TO-DO LIST:
**A)** In the woodturning thread, rewrite the paragraph that begins "I have learned a couple of things" as a short bulleted list that keeps its main facts.
**B)** Echo the woodturning thread word for word from "## Padre (Mar" up to and including "of your list.".

[START SOURCE EXCERPT]

# First bowl, first failure



## emccarthy (Mar 21, 2010)

I decided to go down to the basement and mess around a little bit, and attempted to turn a small bowl.
Measures about 3" diameter and about 1 1/4" or so tall.  Finished in friction polish.
Wood is white oak, and appears to be spalted.

I have learned a couple of things from this experience - turning a bowl from side grain instead of end grain is tricky.  Also using a standard spindle gouge to hollow is ok, but I cant get the straight inside walls I wanted, as I kept getting catches.  Also, wood that hasn't been stablized that has cracks in it makes it more tricky, as a catch can lead to chunks flying around the room.

Anyway, take a look...thought it was interesting looking wood, which is why I decided to finish it.


One more thing:  I've learned I need more tools...I need at least a 4 jaw self centering chuck and some hollowing tools.  A jacobs chuck and a manually adjusted 4 jaw chuck should also be on my must have list.
Does anyone know where I can find inexpensive hollowing tools?  I realize a cheap tool is an expensive one, but I'm on a severe budget


----------



## chance (Mar 21, 2010)

It looks very nice, sorry to see it broke on you. Given its small size maybe you could notch and smooth out the break and then make a couple more the same and give it to a smoker as an ashtray?  Just a light hearted idea for a broken bowl.


----------



## MarkHix (Mar 21, 2010)

It's not a failure, it is just not what you had in mind when you started.  Straight walled bowls are harder than curved walls.  You can turn most bowls with a face plate with or without waste blocks.   Add the tools as you go.  A bowl gouge will make it safer and easier.  Keep it up!


----------



## emccarthy (Mar 21, 2010)

My wife suggested turning it into an ashtray...not sure how the finish would hold up under that kind of abuse.

This bowl was turned using the faceplate my lathe came with.  I had the live center in use while rounding the corners, then removed the tailstock from the lathe when I was turning the inside.

Of course I would want to do the harder type of bowl first...I tend to do things the hard way, lol


----------



## Padre (Mar 21, 2010)

you did a great job, but having the right tools to use will make a big difference.  It will also increase your enjoyment in the actual turning of the bowl.  A nice, sharp bowl gouge should be at the top of your list.


----------



## FrankG (Mar 21, 2010)

emccarthy said:


> Does anyone know where I can find inexpensive hollowing tools?  I realize a cheap tool is an expensive one, but I'm on a severe budget



Benjamin's Best tools at Penn State Industries.

http://woodturning.pennstateind.com/search/index?query=benjamins+best&x=0&y=0


----------



## David Keller (Mar 21, 2010)

1+ for the bowl gouge.  A good scraper is also useful sometimes for turning bowls.  I don't think you need hollowing tools for that size piece.  It's pretty wood.


----------



## Robert Taylor (Mar 21, 2010)

check out bob hamilton's videos on youtube. he is very helpul with his turning tips.

http://www.youtube.com/watch?v=RPUwl1tpAao&feature=related


----------



## JimB (Mar 23, 2010)

[END SOURCE EXCERPT]
[START RECORD EXCERPTS]

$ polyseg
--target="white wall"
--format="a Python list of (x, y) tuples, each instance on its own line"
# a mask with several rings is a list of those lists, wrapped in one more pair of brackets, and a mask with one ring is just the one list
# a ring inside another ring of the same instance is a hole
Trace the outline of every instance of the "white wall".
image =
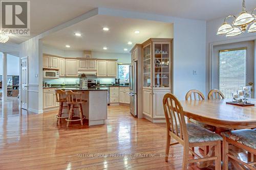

[END RECORD EXCERPTS]
[START RECORD EXCERPTS]

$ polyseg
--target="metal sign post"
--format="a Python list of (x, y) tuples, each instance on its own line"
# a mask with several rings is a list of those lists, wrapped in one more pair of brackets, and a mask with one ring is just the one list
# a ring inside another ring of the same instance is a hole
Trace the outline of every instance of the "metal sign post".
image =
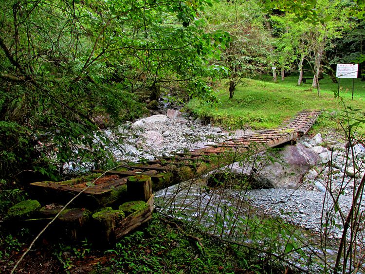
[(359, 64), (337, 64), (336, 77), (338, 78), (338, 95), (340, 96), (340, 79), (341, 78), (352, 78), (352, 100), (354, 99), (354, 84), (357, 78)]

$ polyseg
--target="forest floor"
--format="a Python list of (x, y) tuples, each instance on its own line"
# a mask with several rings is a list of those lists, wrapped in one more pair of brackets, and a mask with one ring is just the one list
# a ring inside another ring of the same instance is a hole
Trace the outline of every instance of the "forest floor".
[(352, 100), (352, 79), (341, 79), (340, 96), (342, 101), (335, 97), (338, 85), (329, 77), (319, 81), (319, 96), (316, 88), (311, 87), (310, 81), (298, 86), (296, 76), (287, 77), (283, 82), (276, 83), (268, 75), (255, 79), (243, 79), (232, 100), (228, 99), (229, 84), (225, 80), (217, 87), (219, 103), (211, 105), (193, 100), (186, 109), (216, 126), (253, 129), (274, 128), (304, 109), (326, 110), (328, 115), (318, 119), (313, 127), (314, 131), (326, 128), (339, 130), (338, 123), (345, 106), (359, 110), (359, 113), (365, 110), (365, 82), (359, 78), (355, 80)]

[END RECORD EXCERPTS]

RESULTS FOR THE EXERCISE:
**A)**
- Turning a bowl from side grain is trickier than turning from end grain.
- Hollowing with a standard spindle gouge works, but repeated catches prevented straight inside walls.
- Unstabilized wood with cracks is harder to turn, because a catch can send chunks flying around the room.

**B)**
## Padre (Mar 21, 2010)

you did a great job, but having the right tools to use will make a big difference.  It will also increase your enjoyment in the actual turning of the bowl.  A nice, sharp bowl gouge should be at the top of your list.